* Reading text:
┏━━

Monday, September 1, 2008

WTC 7: WTF^7

The National Institute of Standards and Technology has issued a report that looked at the collapse of the third skyscraper that imploded and fell just below the speed of gravity on 9/11. This skyscraper called the Salomon Brothers Building at the address of Seven World Trade Center fell straight down into its footprint seven hours after the twin towers fell.


The NIST report--almost four years in the making--decided that there were no explosives in the building to explain its collapse. The report is mostly based on "unprecedentedly complex" computer models and makes a number of shocking admissions about the investigation. According to NIST, not only was there no physical evidence examined for the report, the thesis of the report is that this is the first time in history that such a steel-framed skyscraper has collapsed due to a fire that burned sporadically and at temperatures hundreds of degrees below the integrity test strength of the steel. It also admits this in light of mentioning the story of a similar building--One Meridian Plaza in Philadelphia--that was left standing after burning in an inferno for 18 hours.

The One Meridian Plaza Fire of 1991

There were "design differences" between the two buildings that account for this, we're told. The reason they can hold this seemingly improbable explanation is that they "discovered a new principle" that would account for the collapse--thermal expansion. That is, minute but fatal thermal expansion of massive steel girders due to fires of office furnishings at a relatively low temperature and in key places that lead to the total symmetrical failure of the building's structure in a rapid, cascade manner.

┗━━

* Study material:
┏━━

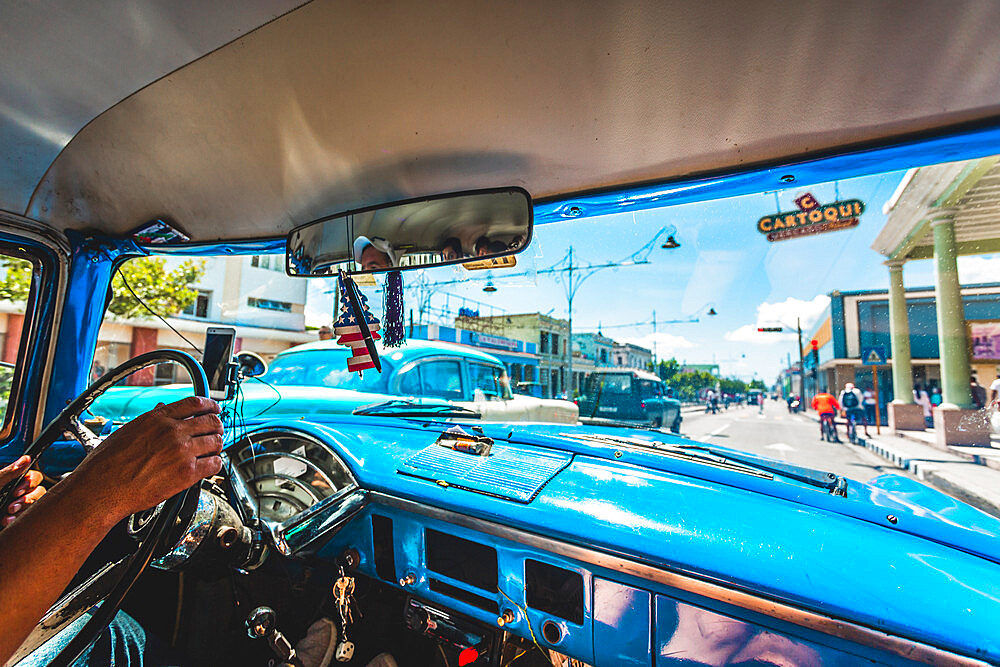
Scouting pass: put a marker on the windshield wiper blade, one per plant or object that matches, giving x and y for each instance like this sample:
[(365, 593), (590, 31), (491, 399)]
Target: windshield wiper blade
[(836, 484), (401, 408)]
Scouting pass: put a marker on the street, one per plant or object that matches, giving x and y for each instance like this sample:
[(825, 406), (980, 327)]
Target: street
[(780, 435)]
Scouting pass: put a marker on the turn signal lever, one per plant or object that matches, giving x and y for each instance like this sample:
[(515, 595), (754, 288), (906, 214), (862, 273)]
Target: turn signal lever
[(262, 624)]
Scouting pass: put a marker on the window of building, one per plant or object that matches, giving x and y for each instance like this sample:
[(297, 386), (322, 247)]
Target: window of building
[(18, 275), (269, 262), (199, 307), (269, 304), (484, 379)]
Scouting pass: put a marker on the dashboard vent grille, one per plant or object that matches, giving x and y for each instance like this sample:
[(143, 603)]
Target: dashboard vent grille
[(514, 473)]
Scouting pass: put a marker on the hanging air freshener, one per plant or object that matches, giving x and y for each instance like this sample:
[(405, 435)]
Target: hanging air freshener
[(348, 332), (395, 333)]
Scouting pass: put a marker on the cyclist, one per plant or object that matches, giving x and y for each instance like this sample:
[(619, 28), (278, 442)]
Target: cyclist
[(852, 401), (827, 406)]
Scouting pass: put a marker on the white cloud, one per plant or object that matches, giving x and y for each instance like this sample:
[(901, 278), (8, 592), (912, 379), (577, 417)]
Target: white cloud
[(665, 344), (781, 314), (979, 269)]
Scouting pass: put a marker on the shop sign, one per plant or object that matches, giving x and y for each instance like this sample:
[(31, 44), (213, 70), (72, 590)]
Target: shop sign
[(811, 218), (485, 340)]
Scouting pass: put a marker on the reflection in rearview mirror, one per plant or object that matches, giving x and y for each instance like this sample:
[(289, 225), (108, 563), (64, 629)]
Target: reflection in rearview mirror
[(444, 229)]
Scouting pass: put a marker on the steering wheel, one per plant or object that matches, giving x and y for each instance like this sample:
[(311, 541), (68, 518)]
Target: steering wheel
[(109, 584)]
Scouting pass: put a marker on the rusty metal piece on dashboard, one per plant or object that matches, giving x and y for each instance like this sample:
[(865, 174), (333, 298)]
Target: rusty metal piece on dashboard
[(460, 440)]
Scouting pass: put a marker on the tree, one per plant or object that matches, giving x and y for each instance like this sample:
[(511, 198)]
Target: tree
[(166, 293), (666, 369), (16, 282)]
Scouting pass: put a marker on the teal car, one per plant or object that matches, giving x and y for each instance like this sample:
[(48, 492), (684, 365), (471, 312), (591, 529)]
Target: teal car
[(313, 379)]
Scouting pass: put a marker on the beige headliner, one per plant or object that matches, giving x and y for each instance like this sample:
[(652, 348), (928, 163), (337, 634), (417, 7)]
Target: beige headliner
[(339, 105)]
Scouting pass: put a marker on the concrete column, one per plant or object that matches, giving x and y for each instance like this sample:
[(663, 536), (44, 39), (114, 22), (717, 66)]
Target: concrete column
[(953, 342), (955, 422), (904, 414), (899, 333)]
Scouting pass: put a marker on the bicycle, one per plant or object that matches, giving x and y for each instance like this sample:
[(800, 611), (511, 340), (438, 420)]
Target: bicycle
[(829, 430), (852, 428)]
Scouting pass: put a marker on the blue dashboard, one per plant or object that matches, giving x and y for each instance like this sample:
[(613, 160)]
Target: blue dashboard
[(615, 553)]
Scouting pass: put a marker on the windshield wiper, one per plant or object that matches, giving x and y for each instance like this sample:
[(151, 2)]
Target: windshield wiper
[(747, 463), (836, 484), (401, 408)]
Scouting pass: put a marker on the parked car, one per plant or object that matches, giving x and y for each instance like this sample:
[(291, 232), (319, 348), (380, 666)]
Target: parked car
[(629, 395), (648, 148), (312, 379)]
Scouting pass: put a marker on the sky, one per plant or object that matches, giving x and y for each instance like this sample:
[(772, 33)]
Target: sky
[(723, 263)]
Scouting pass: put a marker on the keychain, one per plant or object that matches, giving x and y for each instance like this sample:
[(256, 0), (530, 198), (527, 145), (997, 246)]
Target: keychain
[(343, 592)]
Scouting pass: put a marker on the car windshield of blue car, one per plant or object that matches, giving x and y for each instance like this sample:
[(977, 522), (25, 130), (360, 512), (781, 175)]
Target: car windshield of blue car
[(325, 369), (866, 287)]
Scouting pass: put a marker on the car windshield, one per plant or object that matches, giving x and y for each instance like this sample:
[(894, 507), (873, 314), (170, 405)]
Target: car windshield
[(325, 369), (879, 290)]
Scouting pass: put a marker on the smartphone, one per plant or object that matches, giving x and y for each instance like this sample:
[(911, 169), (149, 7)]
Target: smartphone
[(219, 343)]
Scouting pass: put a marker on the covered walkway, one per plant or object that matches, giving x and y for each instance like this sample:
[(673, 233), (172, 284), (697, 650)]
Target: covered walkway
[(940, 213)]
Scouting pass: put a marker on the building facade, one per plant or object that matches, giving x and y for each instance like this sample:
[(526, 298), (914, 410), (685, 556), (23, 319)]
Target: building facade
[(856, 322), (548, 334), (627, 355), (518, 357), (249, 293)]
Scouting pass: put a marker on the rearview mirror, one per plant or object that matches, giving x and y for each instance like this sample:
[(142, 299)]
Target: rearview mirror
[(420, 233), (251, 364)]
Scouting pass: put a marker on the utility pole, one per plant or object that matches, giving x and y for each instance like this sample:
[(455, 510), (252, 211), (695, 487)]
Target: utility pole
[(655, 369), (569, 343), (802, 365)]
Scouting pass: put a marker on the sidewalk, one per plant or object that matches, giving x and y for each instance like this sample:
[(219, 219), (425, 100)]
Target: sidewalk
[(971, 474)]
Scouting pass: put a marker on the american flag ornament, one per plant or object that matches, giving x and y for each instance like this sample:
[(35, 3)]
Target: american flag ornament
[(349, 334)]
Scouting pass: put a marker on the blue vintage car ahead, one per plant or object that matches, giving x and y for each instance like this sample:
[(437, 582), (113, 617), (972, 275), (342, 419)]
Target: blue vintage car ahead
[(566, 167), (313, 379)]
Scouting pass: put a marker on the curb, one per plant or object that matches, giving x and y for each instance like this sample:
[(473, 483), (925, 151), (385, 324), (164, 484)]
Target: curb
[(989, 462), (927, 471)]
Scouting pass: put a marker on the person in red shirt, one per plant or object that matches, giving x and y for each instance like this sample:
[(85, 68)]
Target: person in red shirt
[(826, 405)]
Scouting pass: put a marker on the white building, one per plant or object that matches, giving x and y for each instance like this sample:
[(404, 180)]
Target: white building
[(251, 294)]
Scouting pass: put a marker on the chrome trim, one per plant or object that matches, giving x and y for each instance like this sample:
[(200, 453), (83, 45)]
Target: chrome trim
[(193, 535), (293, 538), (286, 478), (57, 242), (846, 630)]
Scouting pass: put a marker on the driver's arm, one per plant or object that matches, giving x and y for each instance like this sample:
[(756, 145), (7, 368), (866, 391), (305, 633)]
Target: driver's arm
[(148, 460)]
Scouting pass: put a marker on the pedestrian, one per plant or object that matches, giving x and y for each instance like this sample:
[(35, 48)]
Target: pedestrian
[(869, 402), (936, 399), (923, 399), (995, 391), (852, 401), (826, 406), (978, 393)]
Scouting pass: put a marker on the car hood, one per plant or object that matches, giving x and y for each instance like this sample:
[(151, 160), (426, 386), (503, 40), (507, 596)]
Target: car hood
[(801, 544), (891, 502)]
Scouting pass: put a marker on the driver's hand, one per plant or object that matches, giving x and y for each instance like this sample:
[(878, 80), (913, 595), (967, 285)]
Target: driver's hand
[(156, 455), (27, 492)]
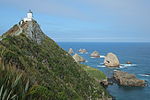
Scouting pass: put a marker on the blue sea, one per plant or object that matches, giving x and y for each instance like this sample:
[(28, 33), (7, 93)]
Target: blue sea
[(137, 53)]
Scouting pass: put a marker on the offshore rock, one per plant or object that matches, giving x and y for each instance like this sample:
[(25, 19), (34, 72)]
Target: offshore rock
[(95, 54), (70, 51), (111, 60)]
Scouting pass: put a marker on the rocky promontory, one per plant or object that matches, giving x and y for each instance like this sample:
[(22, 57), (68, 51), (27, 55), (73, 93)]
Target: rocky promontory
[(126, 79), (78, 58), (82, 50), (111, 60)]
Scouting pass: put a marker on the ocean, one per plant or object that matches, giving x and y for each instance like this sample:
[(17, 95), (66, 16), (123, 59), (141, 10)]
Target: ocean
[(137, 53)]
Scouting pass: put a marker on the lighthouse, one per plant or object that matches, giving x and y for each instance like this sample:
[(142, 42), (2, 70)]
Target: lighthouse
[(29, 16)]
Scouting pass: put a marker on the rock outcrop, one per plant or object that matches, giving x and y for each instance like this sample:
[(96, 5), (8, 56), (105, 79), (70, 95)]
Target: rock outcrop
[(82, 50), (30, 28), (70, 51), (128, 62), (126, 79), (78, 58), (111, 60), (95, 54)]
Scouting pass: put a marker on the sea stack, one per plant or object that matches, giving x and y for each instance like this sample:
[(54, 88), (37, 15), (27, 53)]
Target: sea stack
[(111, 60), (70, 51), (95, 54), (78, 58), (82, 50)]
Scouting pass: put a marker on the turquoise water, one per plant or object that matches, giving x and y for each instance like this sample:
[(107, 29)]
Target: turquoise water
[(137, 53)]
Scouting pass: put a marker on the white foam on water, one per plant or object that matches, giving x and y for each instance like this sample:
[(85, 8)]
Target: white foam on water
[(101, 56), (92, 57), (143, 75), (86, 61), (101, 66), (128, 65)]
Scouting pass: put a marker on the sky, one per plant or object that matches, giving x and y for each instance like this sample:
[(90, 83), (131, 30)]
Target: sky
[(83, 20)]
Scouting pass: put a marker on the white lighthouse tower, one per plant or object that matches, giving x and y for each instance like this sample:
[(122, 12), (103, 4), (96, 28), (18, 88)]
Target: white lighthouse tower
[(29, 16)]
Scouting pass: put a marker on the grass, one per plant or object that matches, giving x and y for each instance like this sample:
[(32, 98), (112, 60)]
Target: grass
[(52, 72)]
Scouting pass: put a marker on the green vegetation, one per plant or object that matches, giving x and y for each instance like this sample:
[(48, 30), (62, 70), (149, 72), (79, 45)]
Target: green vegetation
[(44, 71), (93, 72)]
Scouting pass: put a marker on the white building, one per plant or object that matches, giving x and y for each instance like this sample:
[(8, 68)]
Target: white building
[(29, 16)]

┗━━

* Aim of the task:
Continue the post about the NIST report on the collapse of Seven World Trade Center, starting after its last paragraph.

* Output of the exercise:
But most galling is that the only evidence they provide that the building was not imploded with a compound known as thermite--one of the most fitting theories--is assumptive and in some places simply an uncited and unscientific consensus opinion. NIST writes that they collectively agreed that the thermite theory would not be investigated because "[The chemical building blocks of thermite] compounds also would have been present in the construction materials making up the WTC buildings," so it would be useless to test for any evidence of thermite. They ignore the molten metal pools found under the towers and Professor Stephen Jones' paper which finds evidence that strongly suggests thermite was used to collapse the twin towers--including forensic evidence in the form of tiny iron "spherules" found in the towers' dust. Also, NIST states that thermite was discounted as impossible because it would take 100 lbs. of thermite to melt a foot of steel and this was so improbable that thermite as a theory of the building's demolition was not investigated. This seems to assume certain knowledge of how to use thermite in building demolitions, and really should be cited, though such a citation does not appear in the report for public comment, indeed thermite is not even mentioned in the report.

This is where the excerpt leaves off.